### Data listing
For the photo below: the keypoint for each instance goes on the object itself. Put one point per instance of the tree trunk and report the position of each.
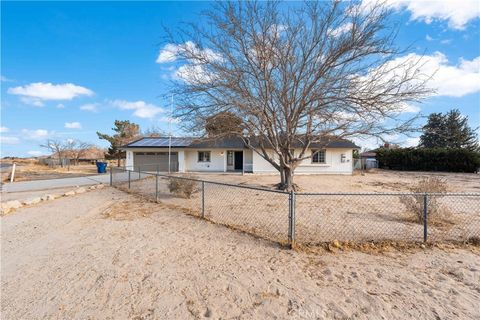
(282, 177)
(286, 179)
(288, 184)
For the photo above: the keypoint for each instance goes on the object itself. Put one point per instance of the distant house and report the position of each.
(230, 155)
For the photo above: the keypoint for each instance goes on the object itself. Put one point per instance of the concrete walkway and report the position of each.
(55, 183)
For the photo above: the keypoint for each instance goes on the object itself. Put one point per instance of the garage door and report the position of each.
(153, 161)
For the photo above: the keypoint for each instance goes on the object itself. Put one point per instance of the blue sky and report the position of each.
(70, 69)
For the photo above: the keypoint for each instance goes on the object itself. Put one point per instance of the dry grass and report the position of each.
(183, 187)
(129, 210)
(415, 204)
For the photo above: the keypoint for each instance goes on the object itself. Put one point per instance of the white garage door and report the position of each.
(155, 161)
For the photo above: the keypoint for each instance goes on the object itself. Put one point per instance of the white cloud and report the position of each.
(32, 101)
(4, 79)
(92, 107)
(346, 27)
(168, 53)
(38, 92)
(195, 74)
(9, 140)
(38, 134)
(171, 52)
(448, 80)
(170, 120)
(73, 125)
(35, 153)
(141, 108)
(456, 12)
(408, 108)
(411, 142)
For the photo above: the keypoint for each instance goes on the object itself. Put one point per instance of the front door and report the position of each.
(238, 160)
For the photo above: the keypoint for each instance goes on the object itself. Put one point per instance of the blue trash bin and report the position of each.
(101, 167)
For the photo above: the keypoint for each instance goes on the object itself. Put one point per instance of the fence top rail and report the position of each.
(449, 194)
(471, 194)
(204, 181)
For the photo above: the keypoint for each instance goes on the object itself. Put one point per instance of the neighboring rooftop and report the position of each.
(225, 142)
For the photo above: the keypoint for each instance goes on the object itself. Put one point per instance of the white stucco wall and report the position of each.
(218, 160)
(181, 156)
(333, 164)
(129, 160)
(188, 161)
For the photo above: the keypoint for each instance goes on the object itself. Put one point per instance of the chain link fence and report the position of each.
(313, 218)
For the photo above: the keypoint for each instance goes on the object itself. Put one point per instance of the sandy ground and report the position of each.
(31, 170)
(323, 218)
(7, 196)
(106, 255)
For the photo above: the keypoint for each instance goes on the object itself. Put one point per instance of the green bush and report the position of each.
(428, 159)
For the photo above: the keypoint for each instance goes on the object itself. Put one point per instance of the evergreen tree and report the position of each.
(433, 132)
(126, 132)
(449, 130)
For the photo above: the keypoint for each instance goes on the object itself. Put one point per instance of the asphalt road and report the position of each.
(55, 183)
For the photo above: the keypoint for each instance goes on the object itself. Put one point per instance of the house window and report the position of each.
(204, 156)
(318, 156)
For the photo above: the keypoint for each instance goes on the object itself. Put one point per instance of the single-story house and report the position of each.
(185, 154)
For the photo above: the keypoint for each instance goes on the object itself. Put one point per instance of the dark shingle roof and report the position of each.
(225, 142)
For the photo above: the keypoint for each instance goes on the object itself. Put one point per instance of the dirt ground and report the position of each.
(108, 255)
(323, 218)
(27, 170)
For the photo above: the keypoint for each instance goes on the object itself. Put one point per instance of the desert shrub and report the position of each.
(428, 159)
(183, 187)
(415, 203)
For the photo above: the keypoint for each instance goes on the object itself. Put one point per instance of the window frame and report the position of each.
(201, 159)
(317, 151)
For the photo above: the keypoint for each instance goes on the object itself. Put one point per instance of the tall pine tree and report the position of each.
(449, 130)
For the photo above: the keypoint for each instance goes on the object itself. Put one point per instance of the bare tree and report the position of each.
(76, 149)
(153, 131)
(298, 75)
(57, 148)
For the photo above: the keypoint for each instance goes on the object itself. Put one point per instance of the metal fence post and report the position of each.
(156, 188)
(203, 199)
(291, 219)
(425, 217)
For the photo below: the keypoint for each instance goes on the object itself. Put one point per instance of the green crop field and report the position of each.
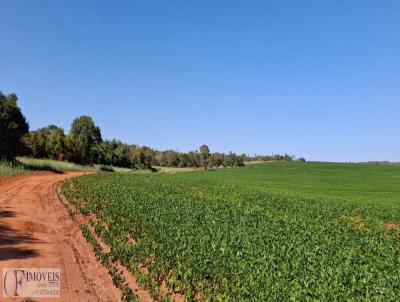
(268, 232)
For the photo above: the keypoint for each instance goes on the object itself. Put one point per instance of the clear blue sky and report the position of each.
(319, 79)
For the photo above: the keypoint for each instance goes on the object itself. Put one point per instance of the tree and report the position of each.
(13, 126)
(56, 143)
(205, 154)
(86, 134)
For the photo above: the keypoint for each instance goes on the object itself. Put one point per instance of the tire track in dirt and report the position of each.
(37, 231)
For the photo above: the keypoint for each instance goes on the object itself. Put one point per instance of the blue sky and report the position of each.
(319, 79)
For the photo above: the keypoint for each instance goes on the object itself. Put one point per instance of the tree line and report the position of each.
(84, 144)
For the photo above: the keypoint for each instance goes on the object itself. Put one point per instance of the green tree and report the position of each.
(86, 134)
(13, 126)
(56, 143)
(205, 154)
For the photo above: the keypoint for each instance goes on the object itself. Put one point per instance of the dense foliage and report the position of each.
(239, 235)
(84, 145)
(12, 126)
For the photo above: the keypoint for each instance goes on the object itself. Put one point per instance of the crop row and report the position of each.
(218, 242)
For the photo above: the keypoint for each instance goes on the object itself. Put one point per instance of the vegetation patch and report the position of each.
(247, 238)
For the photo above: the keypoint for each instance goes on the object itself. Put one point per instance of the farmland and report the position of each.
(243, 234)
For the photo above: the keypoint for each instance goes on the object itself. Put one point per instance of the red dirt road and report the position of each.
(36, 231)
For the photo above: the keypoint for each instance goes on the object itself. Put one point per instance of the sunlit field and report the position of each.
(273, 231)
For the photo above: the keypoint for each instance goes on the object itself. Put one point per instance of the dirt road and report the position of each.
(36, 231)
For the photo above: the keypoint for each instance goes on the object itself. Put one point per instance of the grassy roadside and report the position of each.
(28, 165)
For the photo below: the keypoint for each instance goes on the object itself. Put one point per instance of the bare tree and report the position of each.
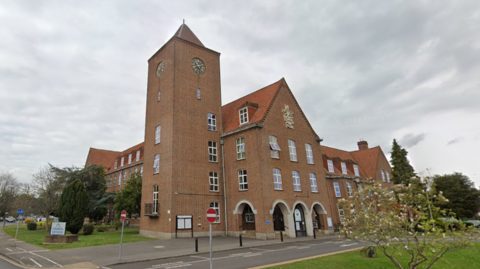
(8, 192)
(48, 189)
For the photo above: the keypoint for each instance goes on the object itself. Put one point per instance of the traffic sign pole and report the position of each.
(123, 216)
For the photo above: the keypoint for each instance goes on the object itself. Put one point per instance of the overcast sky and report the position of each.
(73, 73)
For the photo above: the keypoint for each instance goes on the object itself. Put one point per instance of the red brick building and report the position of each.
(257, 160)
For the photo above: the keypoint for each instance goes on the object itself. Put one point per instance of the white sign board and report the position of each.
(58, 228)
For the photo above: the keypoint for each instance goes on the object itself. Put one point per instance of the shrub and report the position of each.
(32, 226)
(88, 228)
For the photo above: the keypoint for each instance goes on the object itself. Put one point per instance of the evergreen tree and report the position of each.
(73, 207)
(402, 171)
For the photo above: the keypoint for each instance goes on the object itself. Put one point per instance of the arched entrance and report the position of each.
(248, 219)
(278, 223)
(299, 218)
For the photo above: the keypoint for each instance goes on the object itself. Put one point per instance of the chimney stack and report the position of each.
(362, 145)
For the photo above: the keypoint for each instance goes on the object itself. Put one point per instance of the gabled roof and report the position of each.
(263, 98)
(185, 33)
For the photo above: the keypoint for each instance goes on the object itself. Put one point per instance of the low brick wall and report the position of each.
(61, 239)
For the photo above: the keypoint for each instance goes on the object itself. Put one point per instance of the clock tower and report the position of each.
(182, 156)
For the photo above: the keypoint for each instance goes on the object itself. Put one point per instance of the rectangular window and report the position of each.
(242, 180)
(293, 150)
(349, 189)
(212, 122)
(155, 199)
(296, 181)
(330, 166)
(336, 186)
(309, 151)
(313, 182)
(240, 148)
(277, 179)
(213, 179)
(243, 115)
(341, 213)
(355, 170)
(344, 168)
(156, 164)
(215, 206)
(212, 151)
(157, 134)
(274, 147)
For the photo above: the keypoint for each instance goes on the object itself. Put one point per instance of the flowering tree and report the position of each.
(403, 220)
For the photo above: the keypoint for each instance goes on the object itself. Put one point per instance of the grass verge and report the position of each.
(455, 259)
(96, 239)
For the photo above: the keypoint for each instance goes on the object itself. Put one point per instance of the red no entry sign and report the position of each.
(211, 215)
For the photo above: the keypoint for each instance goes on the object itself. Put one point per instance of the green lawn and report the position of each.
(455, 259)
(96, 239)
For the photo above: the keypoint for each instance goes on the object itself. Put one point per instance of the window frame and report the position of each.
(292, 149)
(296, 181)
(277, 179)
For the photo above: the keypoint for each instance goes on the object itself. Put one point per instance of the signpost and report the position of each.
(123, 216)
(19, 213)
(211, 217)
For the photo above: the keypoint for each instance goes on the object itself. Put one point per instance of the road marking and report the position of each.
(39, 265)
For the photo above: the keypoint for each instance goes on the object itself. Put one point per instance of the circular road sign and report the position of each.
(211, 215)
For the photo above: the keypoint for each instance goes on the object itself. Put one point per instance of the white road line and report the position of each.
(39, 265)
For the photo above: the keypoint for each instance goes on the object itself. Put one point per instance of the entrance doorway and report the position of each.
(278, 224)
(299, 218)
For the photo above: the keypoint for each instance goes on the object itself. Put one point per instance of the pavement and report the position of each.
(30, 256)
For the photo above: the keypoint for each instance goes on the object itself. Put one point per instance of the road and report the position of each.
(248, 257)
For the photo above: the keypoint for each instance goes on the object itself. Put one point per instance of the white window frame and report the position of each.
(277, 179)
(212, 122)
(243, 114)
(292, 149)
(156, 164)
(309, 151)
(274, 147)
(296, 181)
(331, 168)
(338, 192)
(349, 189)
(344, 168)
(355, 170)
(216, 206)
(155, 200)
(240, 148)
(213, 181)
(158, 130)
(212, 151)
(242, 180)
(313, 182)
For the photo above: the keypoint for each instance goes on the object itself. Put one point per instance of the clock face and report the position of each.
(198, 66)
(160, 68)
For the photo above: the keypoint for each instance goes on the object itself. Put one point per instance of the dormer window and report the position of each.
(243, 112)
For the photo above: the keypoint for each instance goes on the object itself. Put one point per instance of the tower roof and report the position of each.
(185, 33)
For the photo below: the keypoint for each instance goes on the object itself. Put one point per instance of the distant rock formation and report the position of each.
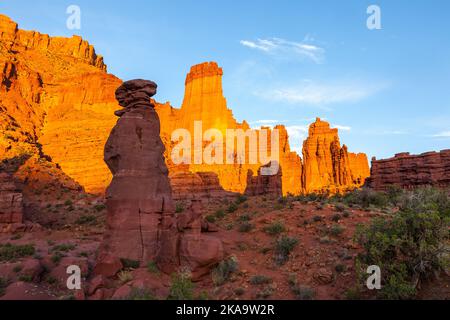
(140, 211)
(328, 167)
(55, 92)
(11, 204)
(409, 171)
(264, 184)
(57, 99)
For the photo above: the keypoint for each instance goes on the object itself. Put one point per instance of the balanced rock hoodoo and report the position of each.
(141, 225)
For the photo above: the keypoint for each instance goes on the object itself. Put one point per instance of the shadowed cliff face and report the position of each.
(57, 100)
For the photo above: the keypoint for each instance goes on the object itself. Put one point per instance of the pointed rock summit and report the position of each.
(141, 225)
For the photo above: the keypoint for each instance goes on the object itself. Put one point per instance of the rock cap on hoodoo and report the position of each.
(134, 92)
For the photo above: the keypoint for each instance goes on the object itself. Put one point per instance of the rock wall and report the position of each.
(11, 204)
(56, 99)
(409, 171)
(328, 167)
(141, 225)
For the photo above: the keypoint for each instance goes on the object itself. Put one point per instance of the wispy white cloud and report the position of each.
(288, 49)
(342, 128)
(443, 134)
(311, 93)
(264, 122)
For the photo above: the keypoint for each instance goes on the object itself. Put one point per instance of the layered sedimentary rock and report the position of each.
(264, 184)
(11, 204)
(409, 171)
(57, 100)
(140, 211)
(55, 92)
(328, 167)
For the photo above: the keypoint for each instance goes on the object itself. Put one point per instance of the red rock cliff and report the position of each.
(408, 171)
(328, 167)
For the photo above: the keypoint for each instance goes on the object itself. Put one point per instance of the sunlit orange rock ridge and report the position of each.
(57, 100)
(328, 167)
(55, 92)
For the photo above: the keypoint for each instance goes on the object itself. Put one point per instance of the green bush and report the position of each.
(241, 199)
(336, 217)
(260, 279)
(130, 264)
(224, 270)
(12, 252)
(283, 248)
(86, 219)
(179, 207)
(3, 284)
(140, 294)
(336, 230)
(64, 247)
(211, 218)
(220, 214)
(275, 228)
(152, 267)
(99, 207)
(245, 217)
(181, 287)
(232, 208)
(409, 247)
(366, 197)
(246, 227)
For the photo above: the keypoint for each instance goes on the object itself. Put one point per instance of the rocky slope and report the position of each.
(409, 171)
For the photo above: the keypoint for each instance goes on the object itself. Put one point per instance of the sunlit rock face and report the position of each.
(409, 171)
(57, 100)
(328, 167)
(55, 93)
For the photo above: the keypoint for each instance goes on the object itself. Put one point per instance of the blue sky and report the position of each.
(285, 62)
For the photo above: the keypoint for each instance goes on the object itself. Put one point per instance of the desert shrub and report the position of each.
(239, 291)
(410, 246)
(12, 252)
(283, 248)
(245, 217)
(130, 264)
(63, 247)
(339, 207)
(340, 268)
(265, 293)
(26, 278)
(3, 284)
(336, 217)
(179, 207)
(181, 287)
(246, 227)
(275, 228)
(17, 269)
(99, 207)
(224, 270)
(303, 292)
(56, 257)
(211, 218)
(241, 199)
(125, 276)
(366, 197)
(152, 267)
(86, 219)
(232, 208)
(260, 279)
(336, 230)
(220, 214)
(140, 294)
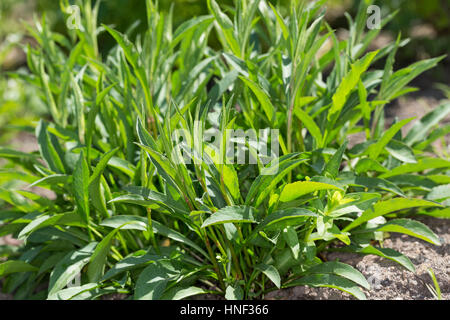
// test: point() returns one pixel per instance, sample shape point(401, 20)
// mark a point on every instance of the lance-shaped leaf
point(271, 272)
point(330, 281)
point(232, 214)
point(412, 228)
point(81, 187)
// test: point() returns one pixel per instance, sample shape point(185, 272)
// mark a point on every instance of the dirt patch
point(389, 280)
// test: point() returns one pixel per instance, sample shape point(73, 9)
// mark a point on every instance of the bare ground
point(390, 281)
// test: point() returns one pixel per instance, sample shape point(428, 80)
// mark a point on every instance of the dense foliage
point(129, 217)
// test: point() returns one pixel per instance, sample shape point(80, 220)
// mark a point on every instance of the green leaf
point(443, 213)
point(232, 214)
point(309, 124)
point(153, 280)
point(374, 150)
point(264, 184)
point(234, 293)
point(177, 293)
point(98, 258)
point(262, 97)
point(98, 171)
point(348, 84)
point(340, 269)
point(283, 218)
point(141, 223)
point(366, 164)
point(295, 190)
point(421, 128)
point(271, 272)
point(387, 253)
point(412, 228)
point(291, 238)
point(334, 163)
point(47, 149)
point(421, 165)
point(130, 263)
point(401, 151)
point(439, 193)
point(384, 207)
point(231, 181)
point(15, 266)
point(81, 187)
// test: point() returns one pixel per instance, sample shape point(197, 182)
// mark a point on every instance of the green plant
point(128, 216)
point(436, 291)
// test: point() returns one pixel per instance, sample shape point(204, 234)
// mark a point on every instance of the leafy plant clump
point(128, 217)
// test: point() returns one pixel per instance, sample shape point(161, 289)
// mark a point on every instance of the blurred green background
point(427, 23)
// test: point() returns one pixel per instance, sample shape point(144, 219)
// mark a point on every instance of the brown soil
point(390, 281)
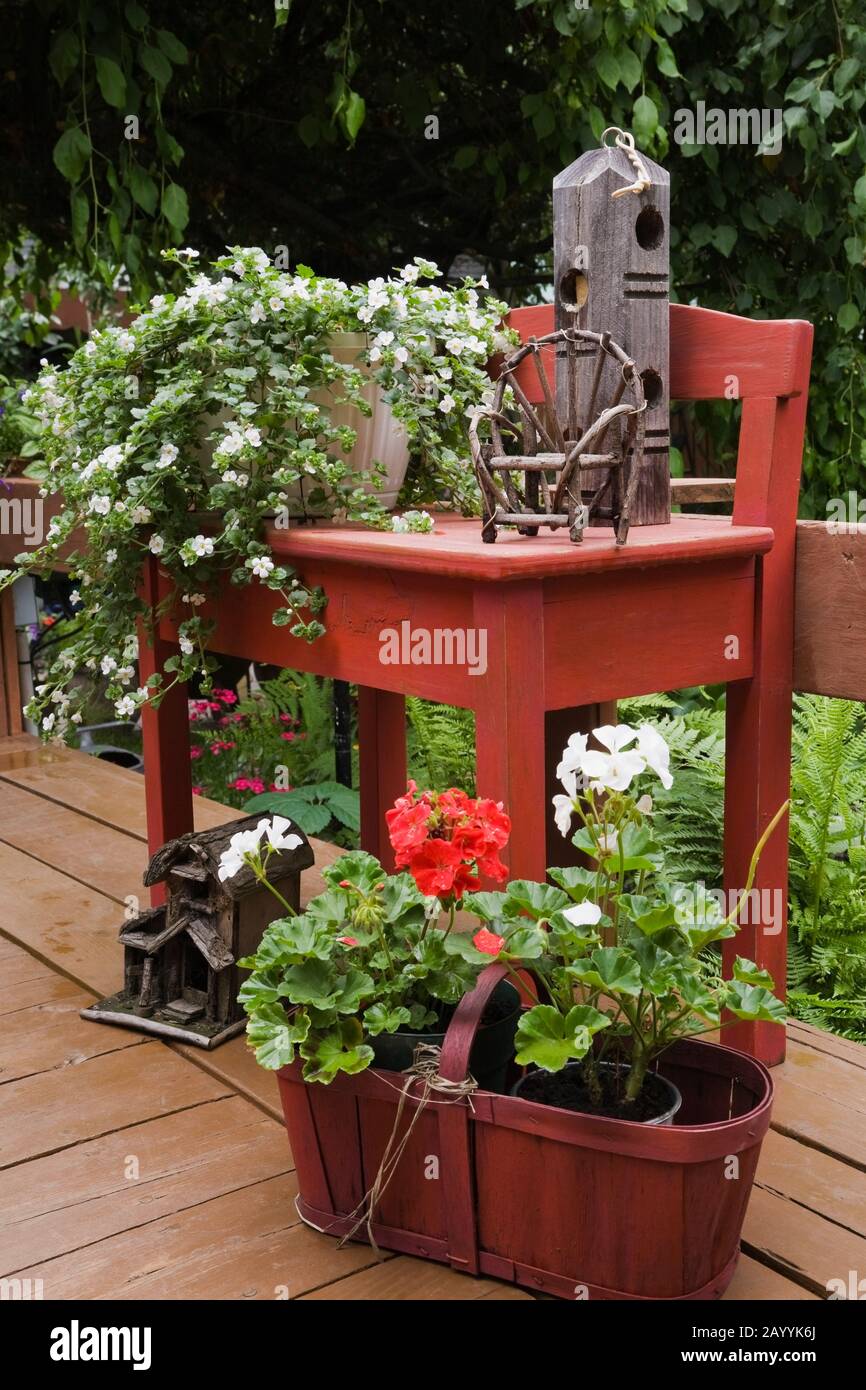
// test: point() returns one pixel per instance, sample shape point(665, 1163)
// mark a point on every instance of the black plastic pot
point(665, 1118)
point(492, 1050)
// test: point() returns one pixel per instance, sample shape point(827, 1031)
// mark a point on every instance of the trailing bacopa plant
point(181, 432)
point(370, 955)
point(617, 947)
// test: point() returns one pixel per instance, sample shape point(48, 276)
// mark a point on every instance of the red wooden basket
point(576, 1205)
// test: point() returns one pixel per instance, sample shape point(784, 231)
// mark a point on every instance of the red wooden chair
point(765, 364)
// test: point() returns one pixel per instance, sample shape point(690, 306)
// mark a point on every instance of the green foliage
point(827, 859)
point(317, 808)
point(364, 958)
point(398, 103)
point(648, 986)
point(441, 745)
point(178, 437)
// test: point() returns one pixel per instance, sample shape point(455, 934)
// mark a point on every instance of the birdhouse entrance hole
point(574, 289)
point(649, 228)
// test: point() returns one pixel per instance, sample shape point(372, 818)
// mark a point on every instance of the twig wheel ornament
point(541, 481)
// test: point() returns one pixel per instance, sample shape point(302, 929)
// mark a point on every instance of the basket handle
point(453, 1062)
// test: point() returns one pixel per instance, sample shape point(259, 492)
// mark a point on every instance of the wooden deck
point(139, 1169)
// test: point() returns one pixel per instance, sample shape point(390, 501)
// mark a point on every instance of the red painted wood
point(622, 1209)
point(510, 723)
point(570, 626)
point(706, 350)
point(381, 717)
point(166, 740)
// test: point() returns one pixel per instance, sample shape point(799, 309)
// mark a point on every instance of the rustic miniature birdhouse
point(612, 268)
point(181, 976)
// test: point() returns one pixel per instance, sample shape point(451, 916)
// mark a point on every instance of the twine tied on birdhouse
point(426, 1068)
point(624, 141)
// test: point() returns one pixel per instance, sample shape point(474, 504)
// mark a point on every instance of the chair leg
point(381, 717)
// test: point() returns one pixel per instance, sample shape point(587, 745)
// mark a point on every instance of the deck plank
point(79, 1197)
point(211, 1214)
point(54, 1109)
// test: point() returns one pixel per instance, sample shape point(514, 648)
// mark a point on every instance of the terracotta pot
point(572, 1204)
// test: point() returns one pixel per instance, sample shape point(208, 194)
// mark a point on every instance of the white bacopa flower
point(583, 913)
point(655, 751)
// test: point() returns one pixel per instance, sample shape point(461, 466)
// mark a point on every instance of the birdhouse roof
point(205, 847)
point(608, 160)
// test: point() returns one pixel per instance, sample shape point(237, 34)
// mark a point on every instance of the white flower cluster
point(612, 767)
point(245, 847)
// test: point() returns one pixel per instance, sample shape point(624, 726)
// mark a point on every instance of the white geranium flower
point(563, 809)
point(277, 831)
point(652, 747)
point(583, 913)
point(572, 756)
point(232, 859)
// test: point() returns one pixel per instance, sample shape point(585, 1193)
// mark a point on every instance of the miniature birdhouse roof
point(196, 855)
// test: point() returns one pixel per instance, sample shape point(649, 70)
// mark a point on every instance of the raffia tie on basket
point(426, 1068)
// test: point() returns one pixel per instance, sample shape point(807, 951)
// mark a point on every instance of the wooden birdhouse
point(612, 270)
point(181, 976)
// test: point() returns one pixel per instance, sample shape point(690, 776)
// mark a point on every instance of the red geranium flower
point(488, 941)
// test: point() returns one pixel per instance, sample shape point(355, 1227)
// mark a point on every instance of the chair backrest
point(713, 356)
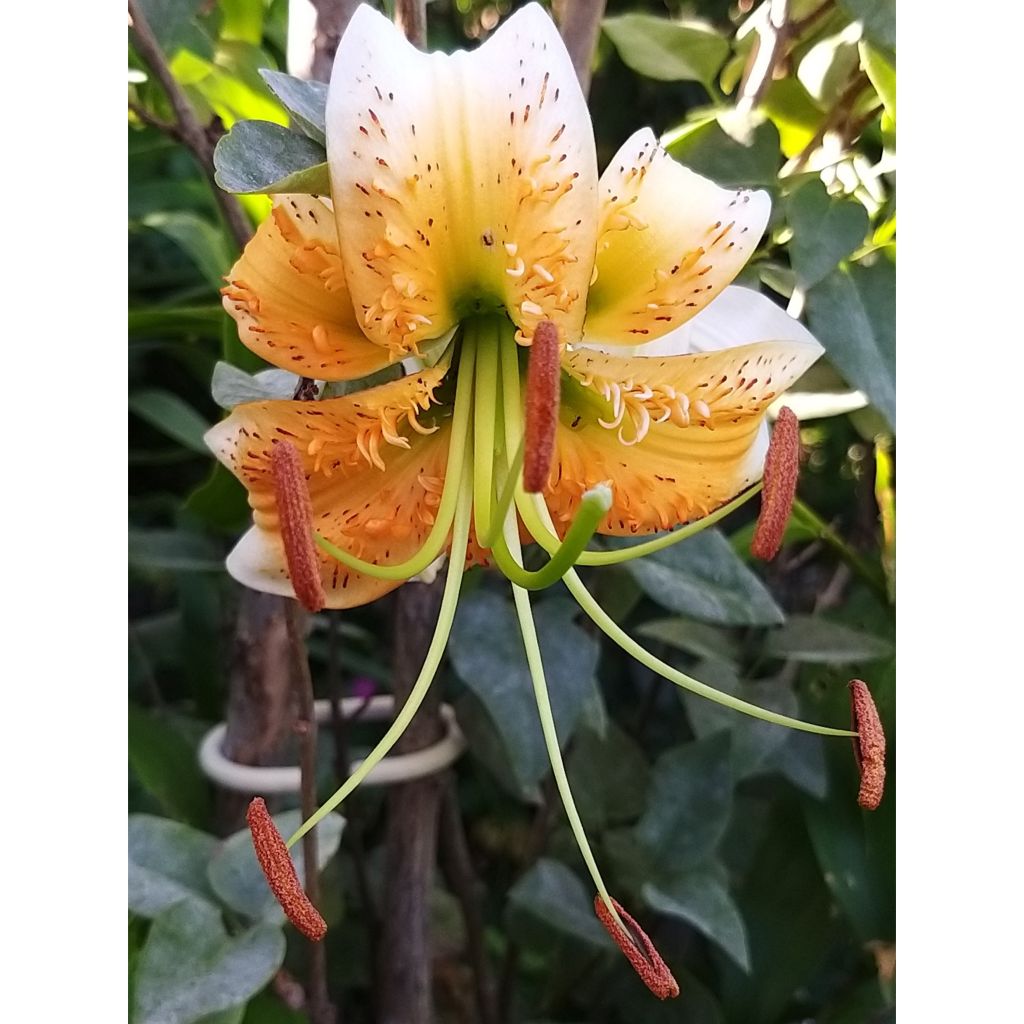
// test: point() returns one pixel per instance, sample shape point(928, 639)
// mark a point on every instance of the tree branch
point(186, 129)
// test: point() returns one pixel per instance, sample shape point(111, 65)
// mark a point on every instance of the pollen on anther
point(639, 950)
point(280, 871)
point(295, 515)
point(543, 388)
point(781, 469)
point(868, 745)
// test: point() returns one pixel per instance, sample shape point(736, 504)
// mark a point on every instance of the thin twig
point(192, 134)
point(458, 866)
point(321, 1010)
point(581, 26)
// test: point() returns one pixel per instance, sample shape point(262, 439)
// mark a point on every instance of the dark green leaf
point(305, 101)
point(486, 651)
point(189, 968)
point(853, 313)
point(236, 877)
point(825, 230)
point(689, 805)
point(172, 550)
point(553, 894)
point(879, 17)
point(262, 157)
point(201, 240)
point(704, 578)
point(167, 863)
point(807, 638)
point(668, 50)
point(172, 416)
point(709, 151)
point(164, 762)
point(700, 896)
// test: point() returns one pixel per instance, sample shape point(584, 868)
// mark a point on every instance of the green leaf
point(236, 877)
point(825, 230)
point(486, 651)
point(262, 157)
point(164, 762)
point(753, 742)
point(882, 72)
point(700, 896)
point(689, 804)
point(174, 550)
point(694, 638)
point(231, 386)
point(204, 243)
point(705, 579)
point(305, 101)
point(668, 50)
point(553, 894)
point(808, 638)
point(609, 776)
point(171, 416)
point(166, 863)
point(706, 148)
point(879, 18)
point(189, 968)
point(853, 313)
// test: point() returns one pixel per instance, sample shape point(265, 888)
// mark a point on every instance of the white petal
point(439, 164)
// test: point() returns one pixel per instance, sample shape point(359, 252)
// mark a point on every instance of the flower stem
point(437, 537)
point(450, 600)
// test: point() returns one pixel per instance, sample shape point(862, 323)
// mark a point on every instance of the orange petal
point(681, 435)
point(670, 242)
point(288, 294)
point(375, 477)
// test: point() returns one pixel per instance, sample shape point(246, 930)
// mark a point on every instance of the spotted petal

### What you need to do
Output, from the data above, the lines from the line with "shape point(455, 934)" to the line with "shape point(259, 492)" exactly as they stand, both ends included and nothing else.

### Task answer
// test: point() returns one pixel per instance, sample shape point(455, 934)
// mark a point on every instance of the birdhouse entrance hole
point(574, 289)
point(649, 228)
// test: point() returns one pixel per instance, sample shape point(372, 818)
// mark a point on every instance of the twig wheel ornament
point(541, 481)
// test: point() returns one pixel per instance, sample shape point(302, 929)
// mark a point on every instance of the basket handle
point(453, 1062)
// test: point() returns one pixel per instance, sample shape point(259, 492)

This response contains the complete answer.